Exercise details: Put each line of the items below into a Markdown table with two columns, Row and Line. Number the rows, skip blank lines, include every item, and leave out the pictures.

## start Supplied information

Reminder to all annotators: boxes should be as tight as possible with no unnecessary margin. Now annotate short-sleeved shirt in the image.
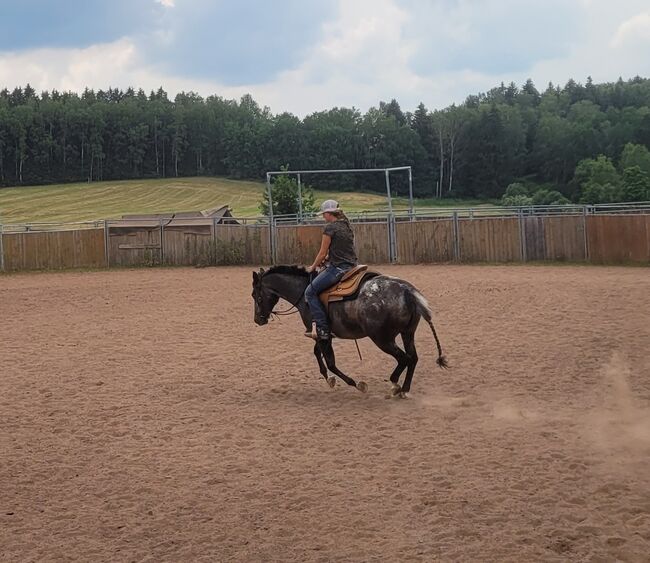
[323,220,358,266]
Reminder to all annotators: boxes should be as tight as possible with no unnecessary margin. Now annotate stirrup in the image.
[305,323,332,342]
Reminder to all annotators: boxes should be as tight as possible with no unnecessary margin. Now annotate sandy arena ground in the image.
[0,266,650,562]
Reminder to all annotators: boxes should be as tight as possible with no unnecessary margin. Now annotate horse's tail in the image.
[412,288,449,368]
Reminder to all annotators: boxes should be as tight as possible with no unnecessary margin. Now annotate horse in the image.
[252,265,448,398]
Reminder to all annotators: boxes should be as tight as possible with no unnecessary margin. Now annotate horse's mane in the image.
[264,264,309,278]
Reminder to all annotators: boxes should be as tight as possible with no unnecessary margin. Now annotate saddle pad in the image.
[319,266,378,308]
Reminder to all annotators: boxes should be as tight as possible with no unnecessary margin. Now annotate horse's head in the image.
[252,268,280,326]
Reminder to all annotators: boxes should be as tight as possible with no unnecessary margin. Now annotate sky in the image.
[0,0,650,117]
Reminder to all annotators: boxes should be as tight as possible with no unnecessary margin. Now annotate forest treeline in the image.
[0,77,650,203]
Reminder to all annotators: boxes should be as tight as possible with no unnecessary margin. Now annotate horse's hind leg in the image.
[402,332,418,396]
[319,340,368,393]
[314,342,335,387]
[372,338,408,395]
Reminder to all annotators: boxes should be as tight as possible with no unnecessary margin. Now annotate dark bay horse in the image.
[253,266,448,398]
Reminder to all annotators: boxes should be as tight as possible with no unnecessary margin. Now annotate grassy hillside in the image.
[0,178,488,224]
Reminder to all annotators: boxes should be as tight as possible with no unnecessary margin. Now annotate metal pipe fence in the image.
[0,202,650,271]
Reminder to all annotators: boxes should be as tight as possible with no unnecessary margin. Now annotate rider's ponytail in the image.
[330,209,352,229]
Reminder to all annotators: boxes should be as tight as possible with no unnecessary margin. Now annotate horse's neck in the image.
[273,275,308,305]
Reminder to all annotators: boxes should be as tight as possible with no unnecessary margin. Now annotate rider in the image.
[305,199,358,340]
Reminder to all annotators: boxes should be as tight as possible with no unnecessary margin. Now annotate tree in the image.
[621,143,650,174]
[623,166,650,201]
[260,166,316,215]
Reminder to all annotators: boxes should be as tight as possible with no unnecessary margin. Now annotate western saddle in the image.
[319,264,379,309]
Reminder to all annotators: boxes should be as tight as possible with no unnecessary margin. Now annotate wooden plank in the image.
[118,244,160,250]
[276,225,324,265]
[587,215,650,264]
[458,217,521,262]
[215,225,271,266]
[4,229,106,271]
[395,219,454,264]
[353,223,390,264]
[522,216,546,261]
[108,225,161,266]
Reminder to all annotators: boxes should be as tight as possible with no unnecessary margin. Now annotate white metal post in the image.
[266,172,275,264]
[104,219,111,268]
[298,174,302,223]
[0,223,5,272]
[409,166,414,221]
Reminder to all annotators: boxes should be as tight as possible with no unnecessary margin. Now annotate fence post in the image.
[160,217,165,266]
[517,209,528,262]
[104,219,111,268]
[582,205,589,262]
[0,223,5,272]
[269,217,278,266]
[211,217,217,266]
[451,211,460,262]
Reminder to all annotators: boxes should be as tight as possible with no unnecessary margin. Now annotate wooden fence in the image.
[0,214,650,272]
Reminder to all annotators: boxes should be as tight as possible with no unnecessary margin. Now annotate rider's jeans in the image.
[305,264,353,329]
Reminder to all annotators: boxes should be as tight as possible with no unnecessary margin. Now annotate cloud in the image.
[398,0,582,75]
[610,12,650,48]
[141,0,336,85]
[0,0,650,116]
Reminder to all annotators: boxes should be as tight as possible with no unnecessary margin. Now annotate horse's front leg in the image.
[314,342,336,387]
[316,339,368,393]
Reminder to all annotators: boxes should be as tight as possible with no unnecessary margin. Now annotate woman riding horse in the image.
[305,199,358,340]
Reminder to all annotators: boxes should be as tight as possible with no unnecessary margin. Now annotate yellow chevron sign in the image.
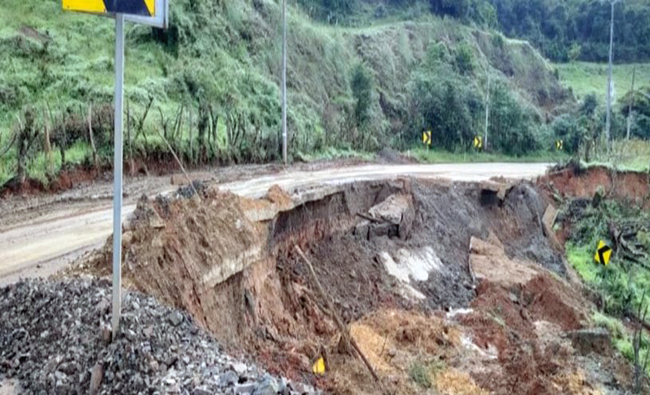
[62,0,156,16]
[422,131,433,147]
[474,136,483,150]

## end Supplied information

Result for this exercise:
| Row | Line |
|---|---|
| 1 | Reminder to all annotators: boxes should be as tight as possible with no unnecessary margin. Now annotate short-sleeved shirt in the image. |
| 2 | [323,220,358,266] |
| 3 | Reminder to all annotators: boxes should be as tight as possible with no unnecessary margin. Now annotate stirrup in the image. |
| 4 | [305,323,332,342] |
| 5 | Reminder to all annotators: boxes should be as tight as possible with no unnecessary margin. Now annotate sandy arena ground in the image. |
| 6 | [0,266,650,562] |
| 7 | Reminder to all annotators: boxes should be as tight as possible with no unnecessary margin. Now annotate horse's tail in the image. |
| 8 | [412,288,449,368] |
| 9 | Reminder to all annotators: boxes should be as tight as possible with no unnecessary margin. Now annotate horse in the image. |
| 10 | [252,265,448,398] |
| 11 | Reminder to all annotators: boxes should be as tight as possible with no unnecessary margin. Now annotate horse's mane in the image. |
| 12 | [264,264,309,278] |
| 13 | Reminder to all annotators: boxes should be as tight as possible with no unnecessary margin. Now annotate saddle pad in the image. |
| 14 | [319,266,378,308] |
| 15 | Reminder to all annotators: boxes should be as tight as possible with no unnecessary margin. Now annotate horse's head in the image. |
| 16 | [252,268,280,326] |
| 17 | Reminder to all annotators: boxes should be as tight as possible with no unnecessary margin. Now annotate sky in the image. |
| 18 | [0,0,650,117] |
| 19 | Reminder to all annotators: boxes should be as tight as possible with no unnecessary margin. Now annotate forest treeline in the image. |
| 20 | [0,77,650,203] |
| 21 | Reminder to all annotators: boxes should be as tight as possible with no unnecessary margin. Now annotate horse's hind leg in the image. |
| 22 | [402,332,418,396] |
| 23 | [319,340,368,393] |
| 24 | [314,342,335,387] |
| 25 | [372,338,408,395] |
| 26 | Reminder to all annotators: boxes should be as tight as possible with no unnecessary margin. Now annotate dark bay horse in the image. |
| 27 | [253,266,448,398] |
| 28 | Reminder to all annotators: boxes should be as tight as possible with no unnecessary margin. Now annotate grassy hillside in the image. |
| 29 | [0,178,488,224] |
| 30 | Reminder to all annotators: boxes should be as tight as possible with no unnecessary margin. Now annotate metal pipe fence in the image. |
| 31 | [0,202,650,271] |
| 32 | Reminder to all annotators: boxes should be as tight as possible with no unnecessary margin. Now annotate rider's ponytail in the image. |
| 33 | [330,209,352,229] |
| 34 | Reminder to all annotators: boxes should be as tight as possible with no unnecessary margin. Now annotate horse's neck in the image. |
| 35 | [273,275,308,305] |
| 36 | Reminder to all annotators: boxes should be as tight as possible with no unnecessary margin. Now annotate rider in the image. |
| 37 | [305,199,358,340] |
| 38 | Reminder to all annotators: boxes should be as tight as possible with no unnecessary margin. Now annotate tree in the image. |
| 39 | [621,143,650,174] |
| 40 | [623,166,650,201] |
| 41 | [260,166,316,215] |
| 42 | Reminder to all annotators: boxes should be as tight as possible with no unnecessary margin. Now annotate western saddle in the image. |
| 43 | [319,264,379,309] |
| 44 | Reminder to all annotators: boxes should be as tight as possible with no unnecessary margin. Now annotate wooden plank in the image. |
| 45 | [118,244,160,250] |
| 46 | [276,225,324,265] |
| 47 | [587,215,650,264] |
| 48 | [458,217,521,262] |
| 49 | [215,225,271,266] |
| 50 | [4,229,106,271] |
| 51 | [395,219,454,264] |
| 52 | [353,223,390,264] |
| 53 | [522,216,546,261] |
| 54 | [108,225,161,266] |
| 55 | Reminder to all annotators: boxes should be as tight as possible with no unnecessary margin. Now annotate white metal post in the image. |
| 56 | [266,172,275,264] |
| 57 | [104,219,111,268] |
| 58 | [298,174,302,223] |
| 59 | [0,223,5,272] |
| 60 | [409,166,414,221] |
| 61 | Reminder to all annotators: boxes should be as tight as possible with no unnecessary margin. Now annotate fence post in the image. |
| 62 | [160,217,165,266] |
| 63 | [517,209,528,262] |
| 64 | [104,219,111,268] |
| 65 | [582,205,589,262] |
| 66 | [0,223,5,272] |
| 67 | [269,217,278,266] |
| 68 | [211,217,217,266] |
| 69 | [451,211,460,262] |
| 70 | Reminder to all annotators: boxes should be as tight as possible with no unnecessary margin. Now annotate wooden fence in the image. |
| 71 | [0,214,650,272] |
| 72 | Reminder to all annotators: boxes should be as tight as possible with no unnecessary margin. Now annotate rider's jeans in the image. |
| 73 | [305,264,353,329] |
| 74 | Reminder to all annotators: boxes should be as tight as possible with no unnecessary margin. Now annotate cloud in the image. |
| 75 | [398,0,582,75] |
| 76 | [610,12,650,48] |
| 77 | [141,0,336,85] |
| 78 | [0,0,650,116] |
| 79 | Reminder to all annotators: boxes should be as tight as possible with no unnecessary margin. Now annotate horse's front leg in the image. |
| 80 | [314,342,336,387] |
| 81 | [316,339,368,393] |
| 82 | Reminder to all annotators: boxes should be as tight as possible with no unnecessary margin. Now annotate woman riding horse in the image. |
| 83 | [305,199,358,340] |
| 84 | Reminder to all annotators: boxes should be as tight as possible with no unnecessary margin. Now annotate yellow chevron sign in the image. |
| 85 | [62,0,156,16] |
| 86 | [422,131,433,147] |
| 87 | [474,136,483,150] |